Start of SUPPLIED ENTRIES

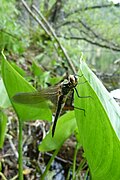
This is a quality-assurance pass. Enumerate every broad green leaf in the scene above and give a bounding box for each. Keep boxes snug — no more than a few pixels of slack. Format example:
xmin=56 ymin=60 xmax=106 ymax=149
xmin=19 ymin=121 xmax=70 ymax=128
xmin=75 ymin=62 xmax=120 ymax=180
xmin=2 ymin=55 xmax=52 ymax=121
xmin=0 ymin=111 xmax=7 ymax=148
xmin=39 ymin=111 xmax=76 ymax=152
xmin=0 ymin=79 xmax=11 ymax=109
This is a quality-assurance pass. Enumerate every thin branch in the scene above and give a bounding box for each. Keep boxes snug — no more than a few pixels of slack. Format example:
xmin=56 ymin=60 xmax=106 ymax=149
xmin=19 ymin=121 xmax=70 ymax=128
xmin=56 ymin=20 xmax=120 ymax=51
xmin=65 ymin=3 xmax=120 ymax=18
xmin=21 ymin=0 xmax=50 ymax=36
xmin=0 ymin=29 xmax=21 ymax=41
xmin=22 ymin=0 xmax=76 ymax=74
xmin=32 ymin=5 xmax=76 ymax=74
xmin=58 ymin=35 xmax=120 ymax=51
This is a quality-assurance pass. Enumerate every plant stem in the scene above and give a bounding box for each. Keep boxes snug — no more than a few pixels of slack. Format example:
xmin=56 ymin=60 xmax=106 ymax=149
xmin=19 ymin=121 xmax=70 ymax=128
xmin=18 ymin=119 xmax=23 ymax=180
xmin=41 ymin=148 xmax=59 ymax=180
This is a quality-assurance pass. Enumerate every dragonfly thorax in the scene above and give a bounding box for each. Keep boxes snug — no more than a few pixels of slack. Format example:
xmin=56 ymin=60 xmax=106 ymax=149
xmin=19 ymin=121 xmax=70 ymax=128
xmin=61 ymin=75 xmax=78 ymax=95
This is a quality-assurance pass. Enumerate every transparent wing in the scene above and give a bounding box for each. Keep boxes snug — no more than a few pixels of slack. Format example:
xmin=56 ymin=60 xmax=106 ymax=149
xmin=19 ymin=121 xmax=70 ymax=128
xmin=12 ymin=86 xmax=60 ymax=104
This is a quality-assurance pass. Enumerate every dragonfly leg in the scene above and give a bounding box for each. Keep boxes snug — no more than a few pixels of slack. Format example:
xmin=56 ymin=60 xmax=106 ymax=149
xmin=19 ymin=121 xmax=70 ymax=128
xmin=74 ymin=88 xmax=92 ymax=98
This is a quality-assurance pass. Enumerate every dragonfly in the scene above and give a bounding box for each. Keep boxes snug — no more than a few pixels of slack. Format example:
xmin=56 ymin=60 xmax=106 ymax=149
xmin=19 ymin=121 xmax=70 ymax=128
xmin=12 ymin=75 xmax=85 ymax=137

End of SUPPLIED ENTRIES

> WRITTEN TASK: Write out the data above word for word, from its first line through the line holding "xmin=58 ymin=35 xmax=120 ymax=51", including that line. Leave the pictures out.

> OUTPUT OF THE EXERCISE:
This is a quality-assurance pass. Enumerate every broad green leaf in the scene above and give a bounding box for each. Keep boxes snug — no more than a few pixels of slack. Format example:
xmin=56 ymin=60 xmax=106 ymax=149
xmin=19 ymin=121 xmax=70 ymax=128
xmin=75 ymin=62 xmax=120 ymax=180
xmin=2 ymin=55 xmax=52 ymax=121
xmin=0 ymin=111 xmax=7 ymax=148
xmin=39 ymin=111 xmax=76 ymax=152
xmin=0 ymin=79 xmax=11 ymax=109
This is a quality-assurance pass. Enumerate every thin branch in the scene above and give a bounding box for each. Keep boxes snug — no more than a few pixels of slack. Format example:
xmin=56 ymin=60 xmax=106 ymax=149
xmin=19 ymin=121 xmax=70 ymax=128
xmin=56 ymin=20 xmax=120 ymax=51
xmin=65 ymin=3 xmax=120 ymax=18
xmin=21 ymin=0 xmax=50 ymax=36
xmin=0 ymin=29 xmax=21 ymax=41
xmin=22 ymin=0 xmax=76 ymax=74
xmin=32 ymin=5 xmax=76 ymax=74
xmin=58 ymin=35 xmax=120 ymax=51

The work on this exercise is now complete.